* Begin Text shown *

To me the monadic version is not too bad in terms of verbosity or convenience, especially because Haskell makes state passing so easy.

Some of the problems with knot-tying is as explained at the end of the previous post. What I did not mention in the previous post is the problems with efficiency, which are demonstrated better in this post.

In use sites, getIdArity (a map lookup) does more work than idArity (just follows a pointer). While I don’t have any benchmarks on this, I doubt that this is bad enough to make cyclic representation and knot-tying preferable.

Examples in these two posts are inspired by GHC:

In the first post I mostly argued that knot-tying makes things more complicated, and in this post I showed that knot-tying is necessary because of the cyclic representation. If we want to do the same without knot-tying we either have to introduce mutable references (e.g. IORefs) in our AST (not shown in this post), or have to use a non-cyclic representation with symbol tables.

Between these two representations, I think non-cyclic representation with symbol tables is a better choice.

Full code (knot-tying)

-- Tried with GHC 8.6.4

{-# OPTIONS_GHC -Wall #-}

{-# LANGUAGE ScopedTypeVariables #-}
{-# LANGUAGE FlexibleInstances #-}

import Data.List
import Data.Maybe
import Prelude hiding (id)

-- mtl-2.2
import Control.Monad.State

-- containers-0.6
import qualified Data.Map as Map
import qualified Data.Set as Set

-- megaparsec-7.0
import Text.Megaparsec hiding (State)

* End Text shown *

→ Short problem 1: In the text on knot-tying above, copy the passage from "In use sites, getIdArity" up to and including "Full code (knot-tying)" word for word.
→ Short problem 2: Turn the paragraph of the knot-tying text that opens with "In the first post I mostly argued" into a short bulleted list that keeps its main facts.

* Begin Dataset rows *

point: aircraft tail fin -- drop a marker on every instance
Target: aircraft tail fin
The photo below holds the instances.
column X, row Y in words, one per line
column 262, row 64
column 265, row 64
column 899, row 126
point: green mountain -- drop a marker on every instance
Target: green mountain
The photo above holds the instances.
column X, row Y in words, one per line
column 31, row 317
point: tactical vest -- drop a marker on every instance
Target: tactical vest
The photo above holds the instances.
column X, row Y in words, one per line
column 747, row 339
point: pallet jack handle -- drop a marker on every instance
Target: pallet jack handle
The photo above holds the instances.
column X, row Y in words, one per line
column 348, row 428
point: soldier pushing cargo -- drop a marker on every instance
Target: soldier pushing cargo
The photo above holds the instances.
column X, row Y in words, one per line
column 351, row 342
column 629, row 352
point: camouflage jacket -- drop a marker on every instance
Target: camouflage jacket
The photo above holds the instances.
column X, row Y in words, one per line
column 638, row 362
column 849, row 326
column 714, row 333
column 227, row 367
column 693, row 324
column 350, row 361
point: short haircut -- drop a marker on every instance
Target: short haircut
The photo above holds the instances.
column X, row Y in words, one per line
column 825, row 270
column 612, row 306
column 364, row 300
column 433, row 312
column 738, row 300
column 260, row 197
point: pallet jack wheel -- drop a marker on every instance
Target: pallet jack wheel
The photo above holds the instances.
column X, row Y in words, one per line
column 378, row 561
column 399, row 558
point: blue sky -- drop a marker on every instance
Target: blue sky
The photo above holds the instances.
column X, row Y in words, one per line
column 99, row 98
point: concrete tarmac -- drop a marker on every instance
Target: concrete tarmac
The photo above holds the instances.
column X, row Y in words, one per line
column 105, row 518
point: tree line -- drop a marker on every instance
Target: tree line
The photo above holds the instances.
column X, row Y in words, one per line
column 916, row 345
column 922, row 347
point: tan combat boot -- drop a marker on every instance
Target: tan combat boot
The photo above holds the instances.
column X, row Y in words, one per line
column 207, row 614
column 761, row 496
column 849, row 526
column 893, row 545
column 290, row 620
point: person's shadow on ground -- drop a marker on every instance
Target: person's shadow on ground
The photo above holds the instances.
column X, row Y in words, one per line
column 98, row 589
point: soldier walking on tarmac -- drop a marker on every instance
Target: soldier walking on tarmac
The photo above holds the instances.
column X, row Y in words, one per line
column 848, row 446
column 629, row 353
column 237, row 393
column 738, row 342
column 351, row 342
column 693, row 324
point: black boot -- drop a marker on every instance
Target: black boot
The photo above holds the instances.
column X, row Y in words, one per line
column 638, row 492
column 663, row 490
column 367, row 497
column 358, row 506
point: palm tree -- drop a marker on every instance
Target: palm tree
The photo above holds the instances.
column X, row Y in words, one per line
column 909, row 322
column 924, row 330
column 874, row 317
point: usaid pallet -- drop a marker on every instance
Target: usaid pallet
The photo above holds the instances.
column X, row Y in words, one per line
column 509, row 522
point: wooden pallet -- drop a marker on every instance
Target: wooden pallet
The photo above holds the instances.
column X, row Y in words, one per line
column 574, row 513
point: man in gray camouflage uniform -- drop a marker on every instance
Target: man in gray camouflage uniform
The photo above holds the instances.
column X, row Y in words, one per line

* End Dataset rows *

→ Written reply 1:
In use sites, getIdArity (a map lookup) does more work than idArity (just follows a pointer). While I don’t have any benchmarks on this, I doubt that this is bad enough to make cyclic representation and knot-tying preferable.

Examples in these two posts are inspired by GHC:

In the first post I mostly argued that knot-tying makes things more complicated, and in this post I showed that knot-tying is necessary because of the cyclic representation. If we want to do the same without knot-tying we either have to introduce mutable references (e.g. IORefs) in our AST (not shown in this post), or have to use a non-cyclic representation with symbol tables.

Between these two representations, I think non-cyclic representation with symbol tables is a better choice.

Full code (knot-tying)

→ Written reply 2:
- The first post argued mainly that knot-tying makes things more complicated.
- This post showed that the cyclic representation makes knot-tying necessary.
- To do the same without knot-tying, there are two options:
  - add mutable references (e.g. IORefs) to the AST, which this post doesn't show
  - use a non-cyclic representation with symbol tables